#### TASK INPUT

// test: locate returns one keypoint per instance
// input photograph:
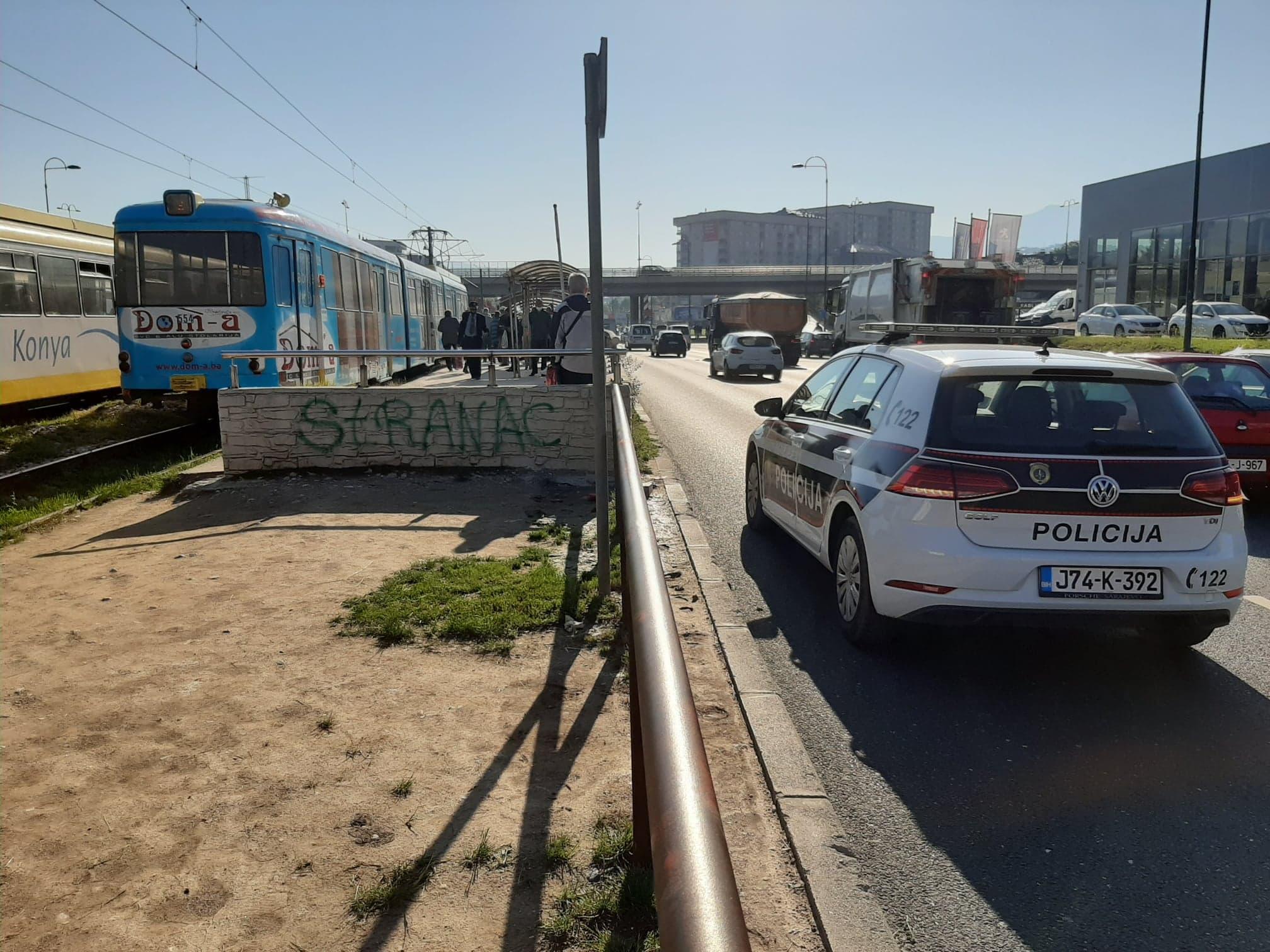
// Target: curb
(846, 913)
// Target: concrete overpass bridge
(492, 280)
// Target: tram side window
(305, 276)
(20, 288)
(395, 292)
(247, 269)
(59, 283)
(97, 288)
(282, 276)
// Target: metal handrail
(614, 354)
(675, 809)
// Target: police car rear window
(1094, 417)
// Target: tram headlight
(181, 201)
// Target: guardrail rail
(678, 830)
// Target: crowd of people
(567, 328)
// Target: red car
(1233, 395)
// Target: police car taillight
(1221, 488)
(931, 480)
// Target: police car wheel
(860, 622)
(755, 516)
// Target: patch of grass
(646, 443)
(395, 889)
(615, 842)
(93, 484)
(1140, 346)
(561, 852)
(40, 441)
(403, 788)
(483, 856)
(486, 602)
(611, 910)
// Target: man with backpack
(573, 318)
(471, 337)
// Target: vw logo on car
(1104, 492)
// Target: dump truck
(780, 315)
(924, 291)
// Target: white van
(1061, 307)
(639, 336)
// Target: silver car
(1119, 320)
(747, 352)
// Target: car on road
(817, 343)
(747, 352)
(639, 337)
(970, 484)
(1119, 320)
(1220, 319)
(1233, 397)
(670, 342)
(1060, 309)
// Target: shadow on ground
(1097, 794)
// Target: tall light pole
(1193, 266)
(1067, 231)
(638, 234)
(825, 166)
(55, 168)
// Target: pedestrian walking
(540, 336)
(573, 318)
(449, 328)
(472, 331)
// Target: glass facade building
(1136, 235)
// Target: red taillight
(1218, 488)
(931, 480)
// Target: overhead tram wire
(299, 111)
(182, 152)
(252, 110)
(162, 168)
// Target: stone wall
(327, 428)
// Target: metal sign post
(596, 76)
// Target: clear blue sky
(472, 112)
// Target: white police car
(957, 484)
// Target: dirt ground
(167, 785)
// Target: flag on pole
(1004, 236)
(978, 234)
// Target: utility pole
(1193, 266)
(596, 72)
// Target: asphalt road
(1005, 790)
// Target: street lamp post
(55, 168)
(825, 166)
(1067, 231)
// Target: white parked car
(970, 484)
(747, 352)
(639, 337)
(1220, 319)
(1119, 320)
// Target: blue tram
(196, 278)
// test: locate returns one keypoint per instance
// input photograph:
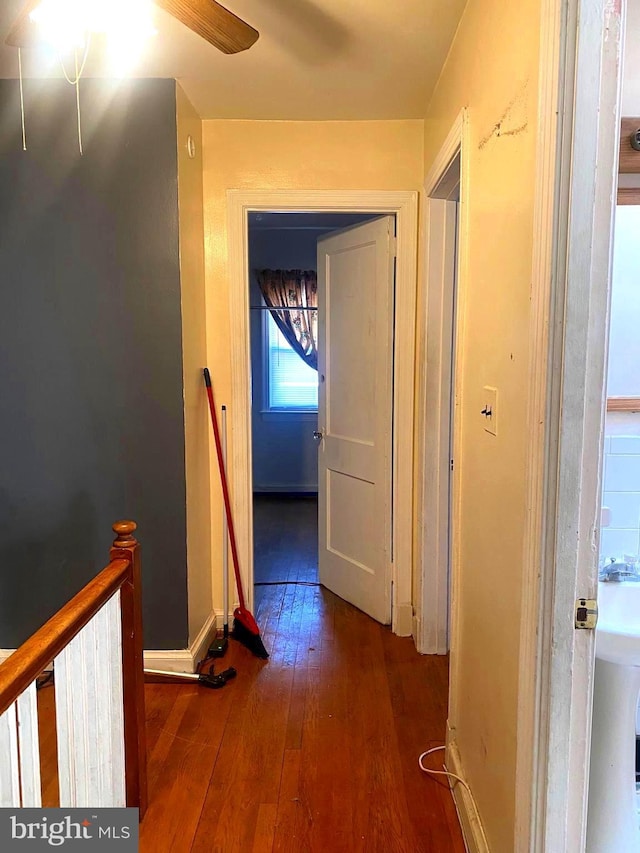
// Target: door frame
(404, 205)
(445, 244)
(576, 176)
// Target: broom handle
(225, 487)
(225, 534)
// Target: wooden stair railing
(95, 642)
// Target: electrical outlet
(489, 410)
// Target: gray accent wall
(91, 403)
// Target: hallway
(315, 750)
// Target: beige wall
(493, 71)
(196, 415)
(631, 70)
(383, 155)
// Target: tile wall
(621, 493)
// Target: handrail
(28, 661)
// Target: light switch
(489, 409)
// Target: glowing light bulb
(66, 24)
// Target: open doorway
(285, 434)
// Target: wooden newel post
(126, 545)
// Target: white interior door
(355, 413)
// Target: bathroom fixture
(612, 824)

########

**JOB:** Change every "Target" in the data above to "Label" and copy the rest of the data unchanged, without the pictures.

**FULL OUTPUT:**
// test: locate returns one keypoint per instance
// input photograph:
// Label: curb
(846, 913)
// Label: concrete overpass bridge
(492, 280)
// Label: tram side window
(305, 276)
(20, 288)
(395, 292)
(247, 269)
(59, 283)
(97, 288)
(282, 276)
// Label: metal handrail
(614, 354)
(675, 809)
// Label: police car rear window
(1094, 417)
// Label: tram headlight
(181, 201)
// Label: guardrail rail
(678, 830)
// Label: crowd of people
(567, 328)
// Label: red car
(1233, 395)
// Label: police car taillight
(1221, 488)
(931, 480)
// Label: police car wheel
(860, 622)
(755, 516)
// Label: patch of grass
(646, 443)
(395, 889)
(615, 842)
(93, 484)
(1140, 346)
(561, 852)
(40, 441)
(403, 788)
(483, 856)
(486, 602)
(611, 910)
// Label: man with backpack
(573, 318)
(471, 337)
// Label: vw logo on car
(1104, 492)
// Label: dump truck
(780, 315)
(924, 291)
// Label: white van
(1061, 307)
(639, 336)
// Label: silver car
(1119, 320)
(747, 352)
// Label: car on road
(817, 343)
(747, 352)
(639, 337)
(970, 484)
(1119, 320)
(1220, 319)
(1233, 397)
(670, 342)
(1060, 309)
// Label: shadow on ground
(1097, 794)
// Label: tall light pole
(1193, 266)
(1067, 231)
(638, 234)
(825, 166)
(55, 168)
// Label: pedestrian walking
(540, 336)
(573, 318)
(449, 328)
(472, 331)
// Label: glass facade building
(1136, 235)
// Label: red taillight
(1218, 488)
(931, 480)
// Label: overhead tram wire
(299, 111)
(182, 152)
(252, 110)
(162, 168)
// Label: stone wall
(327, 428)
// Label: metal sign post
(596, 76)
// Label: clear blue sky
(472, 112)
// Label: white police car
(957, 484)
// Label: dirt ground
(167, 785)
// Label: flag on pole
(1004, 236)
(978, 234)
// Label: utility pole
(1193, 266)
(596, 72)
// Label: asphalt road
(1005, 790)
// Label: street lamp post
(55, 168)
(825, 166)
(1067, 231)
// Label: white parked car
(970, 484)
(747, 352)
(639, 337)
(1220, 319)
(1119, 320)
// Label: blue tram
(196, 278)
// test: locate returns one keypoint per instance
// input photograph:
// Label: door frame
(404, 205)
(445, 244)
(576, 176)
// Label: broom handle
(225, 487)
(225, 534)
// Label: wooden stair railing
(95, 642)
// Label: electrical outlet
(489, 410)
// Label: gray accent wall
(91, 403)
// Label: hallway
(315, 750)
// Label: beige wall
(493, 71)
(196, 415)
(631, 70)
(383, 155)
// Label: tile wall
(621, 493)
// Label: handrail
(28, 661)
// Label: light switch
(489, 409)
// Label: glowing light bulb
(66, 24)
// Label: open doorway
(285, 434)
// Label: wooden newel post
(126, 545)
// Label: white interior door
(355, 413)
// Label: bathroom fixture
(612, 824)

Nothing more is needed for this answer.